═══ Records shown

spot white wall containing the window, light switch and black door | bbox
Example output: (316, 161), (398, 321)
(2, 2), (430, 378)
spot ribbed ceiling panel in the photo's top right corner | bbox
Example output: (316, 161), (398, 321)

══════

All lines with the word "bbox" must be located in the data and copied.

spot white wall containing the window, light switch and black door | bbox
spot ribbed ceiling panel in the photo's top right corner | bbox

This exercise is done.